● Records from a pointing dataset:
[Start]

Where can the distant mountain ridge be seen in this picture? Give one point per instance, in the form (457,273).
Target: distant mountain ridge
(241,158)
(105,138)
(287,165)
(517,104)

[End]

Please copy out every line of the records above exactly as they appear.

Where can the distant mountain ridge be seen in this picture? Give one point per instance, in the form (457,273).
Target: distant mountain ridge
(241,158)
(105,138)
(287,165)
(517,104)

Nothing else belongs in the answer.